The problem
Write out all of the entries below word for word.

(Point localization data)
☆ ☆ ☆ ☆
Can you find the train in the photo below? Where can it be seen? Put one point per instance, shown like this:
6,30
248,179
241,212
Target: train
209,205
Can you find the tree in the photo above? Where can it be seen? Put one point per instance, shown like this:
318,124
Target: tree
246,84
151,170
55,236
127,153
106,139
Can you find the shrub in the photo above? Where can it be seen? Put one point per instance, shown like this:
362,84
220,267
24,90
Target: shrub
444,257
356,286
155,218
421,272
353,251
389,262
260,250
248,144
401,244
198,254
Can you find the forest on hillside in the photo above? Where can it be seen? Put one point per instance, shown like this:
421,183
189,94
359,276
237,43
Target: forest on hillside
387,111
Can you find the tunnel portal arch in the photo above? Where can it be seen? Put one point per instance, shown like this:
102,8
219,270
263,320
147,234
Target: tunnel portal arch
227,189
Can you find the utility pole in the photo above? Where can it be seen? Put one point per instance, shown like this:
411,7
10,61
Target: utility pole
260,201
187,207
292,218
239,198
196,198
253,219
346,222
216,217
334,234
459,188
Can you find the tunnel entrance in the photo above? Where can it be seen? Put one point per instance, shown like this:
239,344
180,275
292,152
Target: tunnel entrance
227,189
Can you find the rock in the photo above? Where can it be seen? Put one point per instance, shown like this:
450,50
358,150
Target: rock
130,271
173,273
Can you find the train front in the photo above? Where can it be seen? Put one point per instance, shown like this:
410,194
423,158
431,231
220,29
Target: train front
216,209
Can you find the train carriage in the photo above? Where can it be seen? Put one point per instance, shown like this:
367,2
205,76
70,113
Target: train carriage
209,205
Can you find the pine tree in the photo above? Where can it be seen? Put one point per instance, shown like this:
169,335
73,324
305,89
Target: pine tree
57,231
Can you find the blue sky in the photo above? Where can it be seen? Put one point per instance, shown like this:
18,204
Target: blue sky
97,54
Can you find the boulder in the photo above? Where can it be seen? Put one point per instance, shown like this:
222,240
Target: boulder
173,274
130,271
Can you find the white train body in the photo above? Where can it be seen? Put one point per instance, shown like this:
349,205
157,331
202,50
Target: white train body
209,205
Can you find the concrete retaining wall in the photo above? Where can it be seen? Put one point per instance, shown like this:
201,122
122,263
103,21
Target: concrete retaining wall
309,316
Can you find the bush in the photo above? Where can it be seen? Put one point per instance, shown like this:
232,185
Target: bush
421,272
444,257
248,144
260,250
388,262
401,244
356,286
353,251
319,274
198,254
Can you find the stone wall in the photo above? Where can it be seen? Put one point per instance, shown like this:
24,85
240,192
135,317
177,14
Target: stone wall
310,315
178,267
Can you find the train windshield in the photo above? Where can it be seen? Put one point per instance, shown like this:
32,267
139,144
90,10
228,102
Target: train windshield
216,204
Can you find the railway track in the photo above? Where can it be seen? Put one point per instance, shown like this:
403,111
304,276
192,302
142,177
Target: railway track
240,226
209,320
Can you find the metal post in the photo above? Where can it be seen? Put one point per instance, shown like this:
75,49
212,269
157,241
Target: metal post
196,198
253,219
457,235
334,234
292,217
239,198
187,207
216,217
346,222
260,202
☆ ☆ ☆ ☆
Answer box
Can you find the train in the photo below? Where can it be seen? Put one point per instance, shown like this:
6,30
248,179
241,212
Target: train
209,205
Can you find the tree in the photo above? Where can it be seen? Put one point per instance, shown like this:
318,124
Target: tree
246,84
151,170
55,236
127,153
106,139
Can you find the shrub in the photo above? Where can it be seen? Put one point per instance, shown like this:
362,84
220,267
24,90
Target: shrub
444,257
356,286
155,218
421,272
353,251
389,262
260,250
248,144
401,244
198,254
Can you find the forest on hillside in the photo above? Where can it be seen? Put one point per instance, shown like this:
421,183
189,94
359,276
237,43
Target: forest on hillside
387,111
Can you find the tunnel portal arch in the photo above? Where can it be seen? Put one point per instance, shown like this:
102,8
219,270
263,320
147,234
Target: tunnel portal arch
227,189
Can you find the utility pole in the photo above? Where can it be seen? Put one point per instance, shown like this:
411,7
10,61
Target: utility pole
260,201
187,207
292,218
239,198
196,198
253,219
346,222
216,217
334,234
459,188
Can you find the tunnel entrance in the photo above? Where can it be seen? Put one point per instance, shown like this:
239,344
180,275
292,152
Target: tunnel entrance
227,189
Can you find the rock in the photo above? Where can it be seen? Put one point per instance, shown like this:
450,50
358,150
Target: rock
130,271
173,273
Can you find the train front in the photo above? Where can it be seen? Put one point per instance, shown like this:
410,194
423,158
431,231
220,29
Target: train front
216,209
Can you find the train carriage in the photo above? Where can it be seen? Put one point per instance, shown like this:
367,2
205,76
70,113
Target: train carriage
209,205
Can you find the pine tree in the photo above? Where can it be seen? Put one point per instance, shown like this:
169,335
73,324
305,89
Target: pine tree
57,231
Can you find the blue sky in the photo above? Where can it be seen? Put one point per instance, shown like this:
18,204
Target: blue sky
97,54
Can you find the boulder in the photo above? Where can it be seen? Put one point per instance, shown like this:
222,240
Target: boulder
173,274
130,271
Can you find the white train body in the photo above? Where can it be seen? Put one point per instance, shown like this:
349,205
157,331
202,50
Target: white train body
209,205
Can you find the concrete retaining wall in the photo above? Where can it be seen? Put one point per instance, shown like this:
201,122
122,263
103,21
Target: concrete retaining wall
309,316
Can you find the bush in the photo above? Where can it be seen? Put one point per instance, shown like this:
232,185
Target: bush
421,272
444,257
248,144
260,250
388,262
401,244
356,286
353,251
319,274
198,254
Can you find the stone wall in the photo above? Where can it be seen? Put one point per instance, shown like this:
24,85
240,192
135,317
177,14
Target: stone wall
310,315
178,267
Can you find the train windshield in the photo above? Where can it be seen? Put one point per instance, shown like this:
32,267
139,144
90,10
228,102
Target: train windshield
216,204
Can you find the railway track in the photo above? Where can it be seen? Put one point per instance, shown like this:
403,111
304,276
192,302
142,177
Target: railway track
240,226
209,320
Can you find the metal post in the photo above? Where can it be seen? Put one point per instance, shown like this:
75,49
212,269
157,241
Target: metal post
196,198
253,219
457,235
334,234
292,217
239,198
187,207
216,217
346,222
260,202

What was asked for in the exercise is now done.